(Given records)

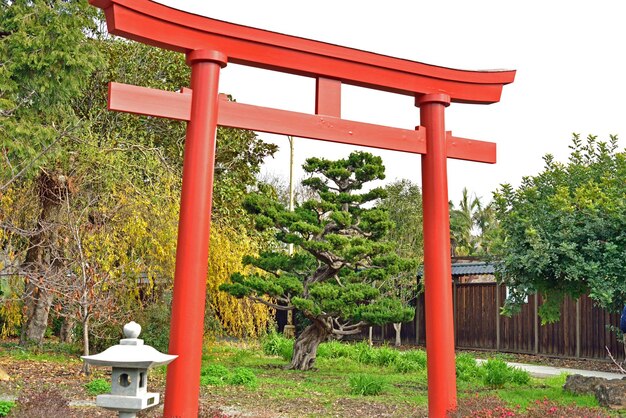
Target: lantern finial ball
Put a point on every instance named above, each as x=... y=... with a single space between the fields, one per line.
x=132 y=330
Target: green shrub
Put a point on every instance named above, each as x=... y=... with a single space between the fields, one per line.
x=416 y=356
x=366 y=385
x=386 y=356
x=215 y=371
x=405 y=365
x=274 y=344
x=98 y=387
x=363 y=353
x=467 y=369
x=155 y=325
x=211 y=381
x=5 y=407
x=497 y=373
x=242 y=376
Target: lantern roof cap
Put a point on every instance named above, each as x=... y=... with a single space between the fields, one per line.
x=130 y=353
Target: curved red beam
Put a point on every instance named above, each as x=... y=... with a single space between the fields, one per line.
x=168 y=28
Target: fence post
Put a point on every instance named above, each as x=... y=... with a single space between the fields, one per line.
x=536 y=319
x=417 y=321
x=455 y=308
x=497 y=316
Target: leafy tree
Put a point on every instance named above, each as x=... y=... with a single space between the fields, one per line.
x=45 y=63
x=565 y=229
x=474 y=229
x=341 y=255
x=403 y=203
x=89 y=198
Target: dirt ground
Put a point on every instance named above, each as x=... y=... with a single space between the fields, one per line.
x=32 y=378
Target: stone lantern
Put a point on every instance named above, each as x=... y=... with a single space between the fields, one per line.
x=130 y=360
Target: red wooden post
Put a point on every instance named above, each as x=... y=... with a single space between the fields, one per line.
x=187 y=323
x=437 y=269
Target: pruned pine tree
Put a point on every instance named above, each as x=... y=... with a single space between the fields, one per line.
x=341 y=260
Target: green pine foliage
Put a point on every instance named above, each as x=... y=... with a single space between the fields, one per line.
x=564 y=230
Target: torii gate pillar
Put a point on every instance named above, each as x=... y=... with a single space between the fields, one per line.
x=187 y=323
x=331 y=66
x=438 y=298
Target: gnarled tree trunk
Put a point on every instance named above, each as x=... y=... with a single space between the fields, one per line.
x=398 y=328
x=44 y=260
x=305 y=347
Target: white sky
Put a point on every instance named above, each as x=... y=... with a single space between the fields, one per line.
x=569 y=57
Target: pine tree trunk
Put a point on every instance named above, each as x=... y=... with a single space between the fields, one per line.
x=398 y=328
x=305 y=347
x=86 y=369
x=37 y=303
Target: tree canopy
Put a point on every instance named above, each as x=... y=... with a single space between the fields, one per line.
x=565 y=229
x=342 y=259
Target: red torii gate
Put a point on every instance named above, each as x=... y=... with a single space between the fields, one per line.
x=209 y=44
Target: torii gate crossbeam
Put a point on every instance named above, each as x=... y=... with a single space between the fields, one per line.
x=209 y=44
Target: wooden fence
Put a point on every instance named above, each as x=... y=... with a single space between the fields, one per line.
x=583 y=331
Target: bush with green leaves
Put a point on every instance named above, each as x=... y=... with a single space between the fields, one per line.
x=218 y=375
x=334 y=278
x=275 y=344
x=404 y=365
x=467 y=369
x=98 y=387
x=6 y=407
x=386 y=356
x=214 y=375
x=242 y=376
x=363 y=353
x=497 y=373
x=366 y=385
x=334 y=349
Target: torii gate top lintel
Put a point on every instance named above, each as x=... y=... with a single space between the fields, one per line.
x=155 y=24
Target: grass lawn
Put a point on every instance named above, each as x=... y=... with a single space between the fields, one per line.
x=350 y=380
x=398 y=381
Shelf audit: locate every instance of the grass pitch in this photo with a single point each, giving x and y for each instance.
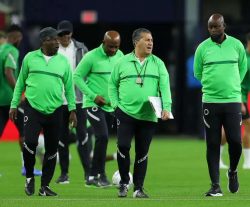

(End Given records)

> _Aim of the exercise_:
If the string "post" appears in a line of the entries, report the line.

> _Written response_:
Target: fence post
Target: red wooden post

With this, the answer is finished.